:: Task to complete ::
The line containing "Where can the tomato plant" marks the start; return it and every line after it in the listing below, exactly, through the last.
..............................
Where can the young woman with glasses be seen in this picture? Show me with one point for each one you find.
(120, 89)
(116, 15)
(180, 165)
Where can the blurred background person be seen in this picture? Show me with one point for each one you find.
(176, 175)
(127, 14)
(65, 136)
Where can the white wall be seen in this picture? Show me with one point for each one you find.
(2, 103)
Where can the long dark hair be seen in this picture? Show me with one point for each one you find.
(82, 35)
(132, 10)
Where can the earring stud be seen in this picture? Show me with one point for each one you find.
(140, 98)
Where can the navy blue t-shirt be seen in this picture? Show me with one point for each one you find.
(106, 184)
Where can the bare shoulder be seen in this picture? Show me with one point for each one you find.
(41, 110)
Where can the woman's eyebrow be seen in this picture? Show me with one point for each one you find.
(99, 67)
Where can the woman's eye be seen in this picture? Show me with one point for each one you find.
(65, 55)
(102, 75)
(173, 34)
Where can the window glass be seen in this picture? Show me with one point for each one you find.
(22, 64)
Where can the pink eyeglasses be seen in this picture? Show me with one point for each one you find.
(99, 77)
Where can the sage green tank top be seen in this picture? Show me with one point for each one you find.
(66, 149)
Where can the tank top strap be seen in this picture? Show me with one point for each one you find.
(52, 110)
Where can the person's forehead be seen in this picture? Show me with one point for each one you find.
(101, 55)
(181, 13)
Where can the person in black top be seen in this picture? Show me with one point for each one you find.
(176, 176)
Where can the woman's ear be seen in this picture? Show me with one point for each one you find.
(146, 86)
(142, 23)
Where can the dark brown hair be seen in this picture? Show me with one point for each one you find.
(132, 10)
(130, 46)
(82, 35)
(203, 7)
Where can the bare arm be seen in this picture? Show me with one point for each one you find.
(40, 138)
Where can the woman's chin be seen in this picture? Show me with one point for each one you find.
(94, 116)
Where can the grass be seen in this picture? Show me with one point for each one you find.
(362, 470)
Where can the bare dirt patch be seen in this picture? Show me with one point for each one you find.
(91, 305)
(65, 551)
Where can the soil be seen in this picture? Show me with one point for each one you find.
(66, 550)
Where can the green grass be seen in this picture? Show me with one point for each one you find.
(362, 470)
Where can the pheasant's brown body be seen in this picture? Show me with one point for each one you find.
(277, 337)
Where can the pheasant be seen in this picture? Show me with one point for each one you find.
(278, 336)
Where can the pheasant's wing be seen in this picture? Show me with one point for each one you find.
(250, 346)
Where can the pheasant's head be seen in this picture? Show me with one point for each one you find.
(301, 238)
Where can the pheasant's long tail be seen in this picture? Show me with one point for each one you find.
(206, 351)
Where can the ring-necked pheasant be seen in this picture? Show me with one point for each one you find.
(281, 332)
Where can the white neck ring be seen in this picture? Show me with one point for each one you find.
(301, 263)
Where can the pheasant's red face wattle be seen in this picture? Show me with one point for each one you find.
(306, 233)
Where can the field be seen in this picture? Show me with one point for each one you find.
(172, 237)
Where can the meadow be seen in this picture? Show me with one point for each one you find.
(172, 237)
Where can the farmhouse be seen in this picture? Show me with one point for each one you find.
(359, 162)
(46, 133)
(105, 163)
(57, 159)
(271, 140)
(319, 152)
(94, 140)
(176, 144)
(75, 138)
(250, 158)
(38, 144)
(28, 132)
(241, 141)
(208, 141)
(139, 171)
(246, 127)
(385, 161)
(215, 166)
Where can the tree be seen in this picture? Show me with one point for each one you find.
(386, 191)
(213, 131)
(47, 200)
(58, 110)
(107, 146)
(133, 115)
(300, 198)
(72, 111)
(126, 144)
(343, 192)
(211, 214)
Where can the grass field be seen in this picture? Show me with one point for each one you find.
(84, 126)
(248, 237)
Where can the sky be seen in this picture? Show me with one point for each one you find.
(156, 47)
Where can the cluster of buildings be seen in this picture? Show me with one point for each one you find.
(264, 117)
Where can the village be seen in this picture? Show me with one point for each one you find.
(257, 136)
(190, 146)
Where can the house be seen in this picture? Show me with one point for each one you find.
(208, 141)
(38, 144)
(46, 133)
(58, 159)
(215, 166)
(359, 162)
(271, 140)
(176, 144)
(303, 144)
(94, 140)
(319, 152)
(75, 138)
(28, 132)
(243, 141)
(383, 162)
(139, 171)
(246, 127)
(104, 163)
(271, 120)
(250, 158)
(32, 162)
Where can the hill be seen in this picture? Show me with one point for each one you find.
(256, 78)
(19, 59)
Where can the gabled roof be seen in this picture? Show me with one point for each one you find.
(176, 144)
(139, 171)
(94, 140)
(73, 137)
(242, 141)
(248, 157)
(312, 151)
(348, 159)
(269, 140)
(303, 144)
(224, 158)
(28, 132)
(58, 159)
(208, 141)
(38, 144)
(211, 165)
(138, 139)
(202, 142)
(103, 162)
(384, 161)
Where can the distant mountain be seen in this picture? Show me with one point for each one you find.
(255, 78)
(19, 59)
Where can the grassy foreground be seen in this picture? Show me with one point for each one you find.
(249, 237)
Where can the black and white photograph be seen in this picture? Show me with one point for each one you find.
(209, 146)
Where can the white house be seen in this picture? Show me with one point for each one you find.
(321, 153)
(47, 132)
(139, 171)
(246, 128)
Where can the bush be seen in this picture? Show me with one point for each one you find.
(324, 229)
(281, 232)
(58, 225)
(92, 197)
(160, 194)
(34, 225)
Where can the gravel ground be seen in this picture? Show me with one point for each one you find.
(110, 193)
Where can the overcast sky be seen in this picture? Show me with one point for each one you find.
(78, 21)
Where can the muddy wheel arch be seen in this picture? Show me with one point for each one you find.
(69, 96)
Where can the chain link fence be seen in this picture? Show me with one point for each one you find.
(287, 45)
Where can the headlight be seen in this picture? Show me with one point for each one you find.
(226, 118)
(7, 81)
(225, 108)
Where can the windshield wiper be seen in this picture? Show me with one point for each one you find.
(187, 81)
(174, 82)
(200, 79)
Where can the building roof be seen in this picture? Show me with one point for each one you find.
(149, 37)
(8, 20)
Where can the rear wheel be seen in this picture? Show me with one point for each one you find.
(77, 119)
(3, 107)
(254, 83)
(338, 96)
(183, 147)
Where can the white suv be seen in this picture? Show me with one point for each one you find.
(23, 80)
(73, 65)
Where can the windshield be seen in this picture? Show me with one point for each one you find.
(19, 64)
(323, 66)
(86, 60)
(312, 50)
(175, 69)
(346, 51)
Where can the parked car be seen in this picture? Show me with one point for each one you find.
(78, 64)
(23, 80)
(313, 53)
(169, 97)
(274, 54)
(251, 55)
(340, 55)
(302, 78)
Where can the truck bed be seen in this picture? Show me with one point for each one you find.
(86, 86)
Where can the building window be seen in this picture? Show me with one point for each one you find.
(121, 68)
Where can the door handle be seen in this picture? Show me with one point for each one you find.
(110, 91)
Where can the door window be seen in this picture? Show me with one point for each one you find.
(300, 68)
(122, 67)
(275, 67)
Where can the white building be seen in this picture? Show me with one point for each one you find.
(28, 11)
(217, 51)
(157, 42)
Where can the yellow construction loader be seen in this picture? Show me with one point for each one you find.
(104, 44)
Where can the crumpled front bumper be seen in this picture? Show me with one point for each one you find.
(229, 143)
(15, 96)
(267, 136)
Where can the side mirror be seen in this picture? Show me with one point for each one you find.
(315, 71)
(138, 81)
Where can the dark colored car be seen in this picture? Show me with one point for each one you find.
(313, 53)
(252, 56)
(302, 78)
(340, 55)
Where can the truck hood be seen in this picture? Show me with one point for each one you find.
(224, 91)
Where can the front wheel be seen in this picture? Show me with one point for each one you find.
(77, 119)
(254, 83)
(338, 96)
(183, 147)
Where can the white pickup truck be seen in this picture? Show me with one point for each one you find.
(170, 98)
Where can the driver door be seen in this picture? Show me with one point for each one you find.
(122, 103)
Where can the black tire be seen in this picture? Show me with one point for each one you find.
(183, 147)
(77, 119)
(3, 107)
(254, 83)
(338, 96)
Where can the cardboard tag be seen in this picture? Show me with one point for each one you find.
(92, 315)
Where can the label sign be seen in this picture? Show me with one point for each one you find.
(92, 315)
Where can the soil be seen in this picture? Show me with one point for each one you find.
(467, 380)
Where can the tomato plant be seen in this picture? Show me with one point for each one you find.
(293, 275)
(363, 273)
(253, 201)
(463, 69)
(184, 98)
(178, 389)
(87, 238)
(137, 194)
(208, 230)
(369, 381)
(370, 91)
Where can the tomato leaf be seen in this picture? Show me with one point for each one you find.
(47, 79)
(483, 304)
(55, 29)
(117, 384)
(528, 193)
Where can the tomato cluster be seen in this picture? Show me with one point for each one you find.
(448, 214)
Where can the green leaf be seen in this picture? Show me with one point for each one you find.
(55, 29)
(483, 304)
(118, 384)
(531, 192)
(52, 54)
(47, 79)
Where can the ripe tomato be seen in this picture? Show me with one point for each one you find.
..............................
:: Final answer ::
Where can the tomato plant be seen in this picture? Show me with one point for each one you find.
(293, 275)
(363, 273)
(253, 201)
(463, 69)
(184, 98)
(178, 389)
(87, 238)
(137, 194)
(208, 230)
(369, 381)
(370, 91)
Where can the tomato leaf be seen in this picture? Show me with one point for each one you find.
(47, 79)
(483, 304)
(55, 29)
(117, 384)
(528, 193)
Where can the tomato cluster be seen in this picture? Show me with one point for each one you find.
(448, 214)
Where can the green leaf be seen in this picture? Show me with one point for each one you find.
(55, 29)
(483, 304)
(118, 384)
(531, 192)
(52, 54)
(47, 79)
Where can the ripe tomato be seen in this picture? Show me with one point for each one you find.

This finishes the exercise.